**Extracted items:**
START
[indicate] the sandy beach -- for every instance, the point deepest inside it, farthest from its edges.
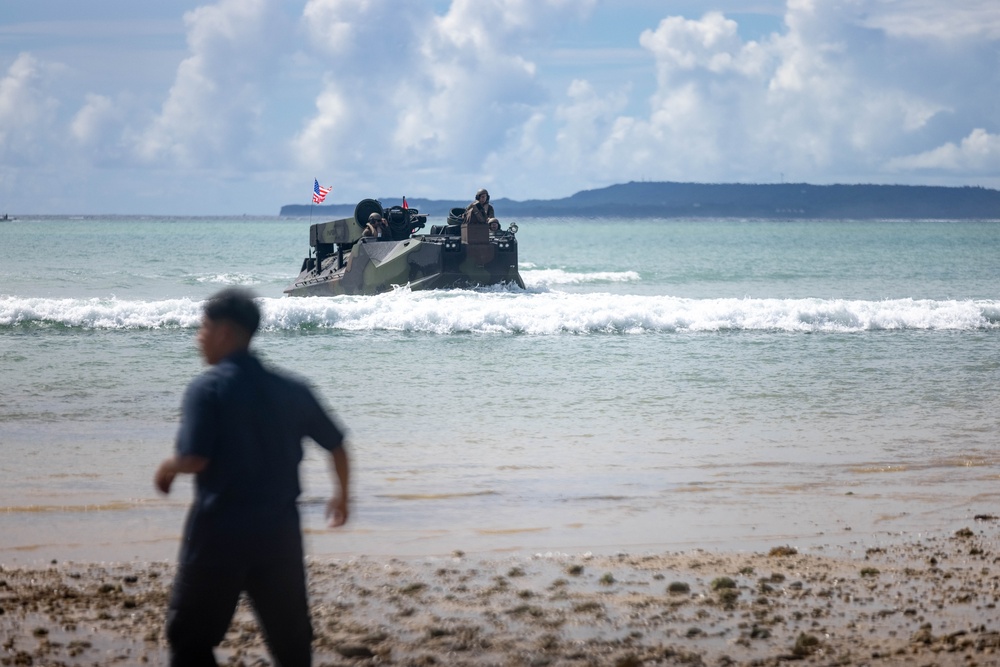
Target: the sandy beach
(925, 601)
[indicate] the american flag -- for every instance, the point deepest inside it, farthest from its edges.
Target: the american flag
(319, 194)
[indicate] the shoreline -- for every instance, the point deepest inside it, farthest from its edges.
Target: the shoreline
(930, 600)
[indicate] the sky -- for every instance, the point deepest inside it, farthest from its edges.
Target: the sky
(180, 107)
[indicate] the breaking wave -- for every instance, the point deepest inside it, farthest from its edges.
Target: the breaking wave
(510, 311)
(540, 278)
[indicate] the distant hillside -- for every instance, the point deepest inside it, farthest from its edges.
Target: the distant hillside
(686, 200)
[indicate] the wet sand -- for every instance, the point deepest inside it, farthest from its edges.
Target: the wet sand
(925, 602)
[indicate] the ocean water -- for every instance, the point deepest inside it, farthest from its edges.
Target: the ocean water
(660, 384)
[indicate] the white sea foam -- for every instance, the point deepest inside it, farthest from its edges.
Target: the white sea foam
(230, 279)
(534, 278)
(539, 313)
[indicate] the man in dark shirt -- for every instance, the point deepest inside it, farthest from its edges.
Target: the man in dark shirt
(241, 435)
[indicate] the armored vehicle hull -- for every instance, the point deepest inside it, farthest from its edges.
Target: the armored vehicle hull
(343, 261)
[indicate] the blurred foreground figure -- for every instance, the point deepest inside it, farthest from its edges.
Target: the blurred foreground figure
(241, 434)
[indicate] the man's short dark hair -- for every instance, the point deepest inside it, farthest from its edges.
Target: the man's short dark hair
(234, 305)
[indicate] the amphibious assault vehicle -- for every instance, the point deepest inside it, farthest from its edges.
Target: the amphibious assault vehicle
(342, 261)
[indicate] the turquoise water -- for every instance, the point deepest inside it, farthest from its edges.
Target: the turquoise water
(660, 384)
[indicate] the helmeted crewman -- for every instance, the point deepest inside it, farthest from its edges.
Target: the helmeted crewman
(480, 211)
(377, 228)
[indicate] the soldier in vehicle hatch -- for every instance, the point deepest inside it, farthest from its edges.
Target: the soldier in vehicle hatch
(377, 228)
(480, 211)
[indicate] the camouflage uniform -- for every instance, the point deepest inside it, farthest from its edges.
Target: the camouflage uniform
(476, 213)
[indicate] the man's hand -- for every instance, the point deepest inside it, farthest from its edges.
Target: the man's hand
(169, 469)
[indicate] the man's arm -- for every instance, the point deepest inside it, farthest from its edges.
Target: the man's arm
(336, 509)
(170, 468)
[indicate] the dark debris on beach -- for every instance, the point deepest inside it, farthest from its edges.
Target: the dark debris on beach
(932, 602)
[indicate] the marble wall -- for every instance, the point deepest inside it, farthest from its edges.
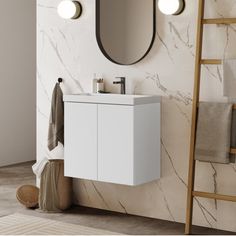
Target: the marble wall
(68, 49)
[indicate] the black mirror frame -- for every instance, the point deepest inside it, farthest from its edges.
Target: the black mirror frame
(98, 37)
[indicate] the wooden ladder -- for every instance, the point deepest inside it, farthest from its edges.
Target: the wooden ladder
(199, 61)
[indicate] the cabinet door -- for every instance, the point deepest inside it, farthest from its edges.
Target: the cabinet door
(115, 144)
(81, 140)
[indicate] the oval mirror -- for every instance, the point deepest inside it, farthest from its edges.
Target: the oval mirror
(125, 29)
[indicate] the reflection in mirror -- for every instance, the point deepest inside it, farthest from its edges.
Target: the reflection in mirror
(125, 29)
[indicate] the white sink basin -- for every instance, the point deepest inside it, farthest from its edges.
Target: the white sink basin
(122, 99)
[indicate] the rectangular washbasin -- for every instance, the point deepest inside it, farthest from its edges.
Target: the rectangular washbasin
(122, 99)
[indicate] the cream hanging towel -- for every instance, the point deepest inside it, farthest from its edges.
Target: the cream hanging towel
(213, 132)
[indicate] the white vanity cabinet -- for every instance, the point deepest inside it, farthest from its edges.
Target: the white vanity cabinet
(112, 141)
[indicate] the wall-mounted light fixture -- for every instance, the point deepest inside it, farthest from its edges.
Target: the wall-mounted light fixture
(171, 7)
(68, 9)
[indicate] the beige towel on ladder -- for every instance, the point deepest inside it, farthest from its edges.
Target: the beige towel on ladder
(213, 132)
(56, 123)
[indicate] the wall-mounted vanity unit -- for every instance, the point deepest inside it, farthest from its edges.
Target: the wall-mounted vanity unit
(112, 138)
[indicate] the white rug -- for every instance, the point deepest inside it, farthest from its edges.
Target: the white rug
(18, 224)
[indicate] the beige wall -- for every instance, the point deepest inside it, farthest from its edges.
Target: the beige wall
(18, 83)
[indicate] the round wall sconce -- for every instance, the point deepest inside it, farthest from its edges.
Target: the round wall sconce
(69, 9)
(171, 7)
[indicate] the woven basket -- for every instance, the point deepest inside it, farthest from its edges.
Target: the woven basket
(28, 195)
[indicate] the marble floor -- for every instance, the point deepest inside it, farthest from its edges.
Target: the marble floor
(12, 177)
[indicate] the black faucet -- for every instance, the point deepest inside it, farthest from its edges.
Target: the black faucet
(122, 84)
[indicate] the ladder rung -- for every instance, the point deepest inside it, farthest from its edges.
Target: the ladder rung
(214, 196)
(219, 21)
(211, 62)
(234, 106)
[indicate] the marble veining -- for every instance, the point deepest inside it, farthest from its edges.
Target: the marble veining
(68, 49)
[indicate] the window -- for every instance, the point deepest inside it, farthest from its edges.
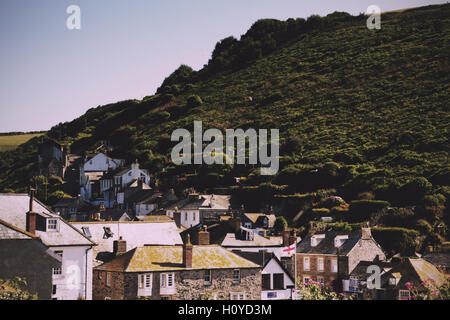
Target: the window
(237, 296)
(52, 224)
(108, 233)
(393, 281)
(403, 295)
(320, 264)
(236, 276)
(306, 263)
(57, 271)
(86, 232)
(167, 280)
(145, 281)
(266, 281)
(278, 281)
(333, 265)
(108, 279)
(207, 277)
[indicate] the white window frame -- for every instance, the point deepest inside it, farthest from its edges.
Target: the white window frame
(167, 280)
(57, 271)
(306, 264)
(320, 264)
(50, 223)
(236, 280)
(403, 293)
(207, 277)
(108, 279)
(334, 266)
(237, 295)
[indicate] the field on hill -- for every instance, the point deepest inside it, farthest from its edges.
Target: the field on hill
(12, 142)
(363, 115)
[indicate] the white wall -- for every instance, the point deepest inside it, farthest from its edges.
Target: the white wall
(76, 278)
(272, 268)
(100, 162)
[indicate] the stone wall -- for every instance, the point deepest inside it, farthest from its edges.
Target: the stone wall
(189, 285)
(28, 259)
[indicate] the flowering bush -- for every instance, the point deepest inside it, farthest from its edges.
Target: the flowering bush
(429, 290)
(313, 290)
(11, 290)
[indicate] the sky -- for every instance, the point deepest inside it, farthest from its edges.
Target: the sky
(124, 49)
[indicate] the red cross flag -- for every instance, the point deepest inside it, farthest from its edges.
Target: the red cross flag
(288, 251)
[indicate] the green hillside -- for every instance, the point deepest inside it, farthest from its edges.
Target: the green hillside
(10, 142)
(362, 113)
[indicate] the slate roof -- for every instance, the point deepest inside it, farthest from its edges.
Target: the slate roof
(170, 258)
(238, 240)
(326, 246)
(8, 231)
(438, 259)
(13, 209)
(135, 233)
(426, 271)
(211, 201)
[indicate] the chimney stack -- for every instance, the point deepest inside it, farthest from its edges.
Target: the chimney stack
(187, 253)
(119, 246)
(203, 236)
(177, 217)
(31, 216)
(286, 238)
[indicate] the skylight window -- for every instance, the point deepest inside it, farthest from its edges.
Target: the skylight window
(86, 232)
(108, 233)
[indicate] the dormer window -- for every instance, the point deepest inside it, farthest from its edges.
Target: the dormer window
(316, 239)
(108, 233)
(339, 241)
(52, 224)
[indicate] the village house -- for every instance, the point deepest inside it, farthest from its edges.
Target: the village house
(22, 254)
(74, 209)
(199, 208)
(329, 257)
(116, 237)
(52, 159)
(261, 223)
(187, 272)
(277, 282)
(409, 271)
(114, 183)
(71, 281)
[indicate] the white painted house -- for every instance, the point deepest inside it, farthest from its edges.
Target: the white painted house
(196, 208)
(160, 231)
(277, 283)
(74, 279)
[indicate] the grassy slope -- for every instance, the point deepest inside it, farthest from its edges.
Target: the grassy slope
(348, 92)
(12, 142)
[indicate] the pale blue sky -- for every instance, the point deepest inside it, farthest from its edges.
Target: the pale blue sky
(124, 50)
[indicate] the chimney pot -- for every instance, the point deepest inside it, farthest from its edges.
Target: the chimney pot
(203, 237)
(187, 253)
(119, 246)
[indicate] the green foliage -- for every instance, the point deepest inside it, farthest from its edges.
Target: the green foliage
(194, 101)
(397, 240)
(361, 210)
(280, 224)
(317, 291)
(13, 289)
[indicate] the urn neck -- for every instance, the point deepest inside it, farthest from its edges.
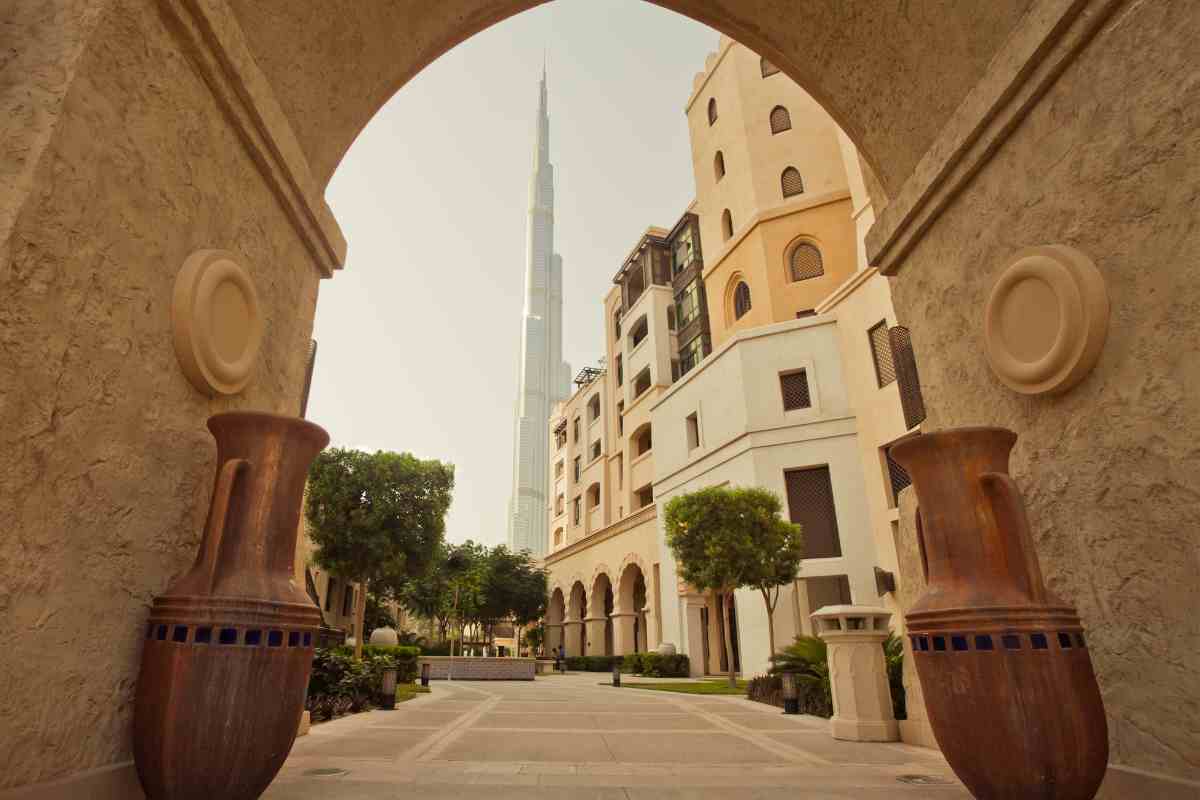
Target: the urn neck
(975, 534)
END
**Required task:** Copy the items from the line with "[indicate] the chimney pot" through the end of the items, substituting "furthest" for every "farthest" and leaving everything else unchanged. Omit the pictures.

**Finished exercise:**
[indicate] the chimney pot -- for every instance, the point deepest inside it, furthest from its edges.
Target: the chimney pot
(203, 237)
(187, 253)
(119, 246)
[indicate] the green foliage -- for every instance, the point deepest inside it, furthest from its edges.
Target: the green foliage
(194, 101)
(397, 240)
(361, 210)
(280, 224)
(317, 291)
(13, 289)
[indicate] the urn neck -- for every instance, the point deepest inside it, furthest from its edges.
Target: the urn neck
(975, 534)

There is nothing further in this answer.